Natural-language object grounding data

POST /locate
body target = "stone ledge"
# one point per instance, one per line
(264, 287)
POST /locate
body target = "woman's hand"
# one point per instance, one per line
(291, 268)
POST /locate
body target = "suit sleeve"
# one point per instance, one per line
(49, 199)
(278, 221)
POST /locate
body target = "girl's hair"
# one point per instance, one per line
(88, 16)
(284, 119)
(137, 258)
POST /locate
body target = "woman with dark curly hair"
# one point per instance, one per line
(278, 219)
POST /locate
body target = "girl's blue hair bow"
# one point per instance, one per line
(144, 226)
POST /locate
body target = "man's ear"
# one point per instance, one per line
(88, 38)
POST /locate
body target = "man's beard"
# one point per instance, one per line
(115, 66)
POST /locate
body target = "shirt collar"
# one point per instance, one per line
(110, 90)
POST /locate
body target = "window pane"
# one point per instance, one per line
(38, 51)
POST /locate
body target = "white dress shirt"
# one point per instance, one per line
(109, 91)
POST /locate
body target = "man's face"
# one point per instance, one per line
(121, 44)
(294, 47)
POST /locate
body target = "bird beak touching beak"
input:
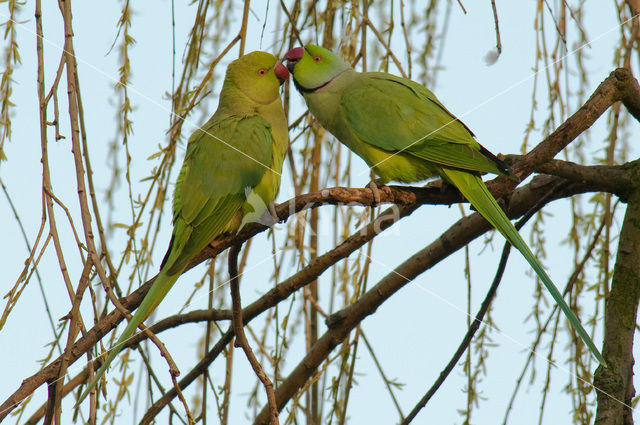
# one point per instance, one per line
(281, 72)
(293, 56)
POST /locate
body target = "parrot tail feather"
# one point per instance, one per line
(475, 191)
(156, 294)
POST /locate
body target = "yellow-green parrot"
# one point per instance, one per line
(404, 133)
(231, 171)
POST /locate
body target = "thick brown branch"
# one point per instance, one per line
(615, 384)
(620, 85)
(456, 237)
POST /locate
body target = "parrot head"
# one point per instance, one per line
(313, 67)
(258, 75)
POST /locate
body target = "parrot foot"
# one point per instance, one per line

#### PROBLEM TO WORK ON
No picture is to appear in the copy; every entry above is otherwise to be printed verbatim.

#### ANSWER SECTION
POST /locate
body target = "stone ledge"
# one point per instance, one per line
(264, 287)
POST /locate
body target = "woman's hand"
# one point per instance, one per line
(291, 268)
POST /locate
body target = "suit sleeve"
# one point per instance, one per line
(49, 199)
(278, 221)
POST /locate
body target = "girl's hair"
# one point per instance, one per line
(88, 16)
(284, 119)
(137, 258)
POST /locate
body target = "woman with dark curly hair"
# one point per instance, one per line
(278, 219)
POST /locate
body target = "girl's blue hair bow"
# one point per instance, one per line
(144, 226)
POST /locate
body target = "man's ear"
# one point per instance, one per line
(88, 38)
POST /locate
body target = "man's beard"
# one point per instance, one per line
(115, 66)
POST /locate
body target = "shirt collar"
# one point per instance, one per line
(110, 90)
POST /locate
body target = "window pane"
# one point per instance, one per line
(38, 51)
POST /locate
body target = "white dress shirt"
# one point per instance, one per line
(109, 91)
POST /locate
body target = "man's face"
# one point per instance, one per line
(121, 44)
(294, 47)
POST /locate
body target = "bird beak touching beak"
input:
# one point per instance, one per line
(281, 72)
(293, 56)
POST /locate
body target = "parrot tail feather"
# one point per instance, one per line
(475, 191)
(156, 294)
POST /locate
body target = "yellow-green parrot"
# one point per instance, one per line
(404, 133)
(231, 171)
POST /locate
body target = "thick brown branch"
# one point per instance, one per line
(615, 384)
(620, 85)
(456, 237)
POST /locate
body target = "parrot head"
# one point per instance, one per line
(313, 67)
(258, 75)
POST /locate
body target = "parrot foot"
# one point per instance, one per line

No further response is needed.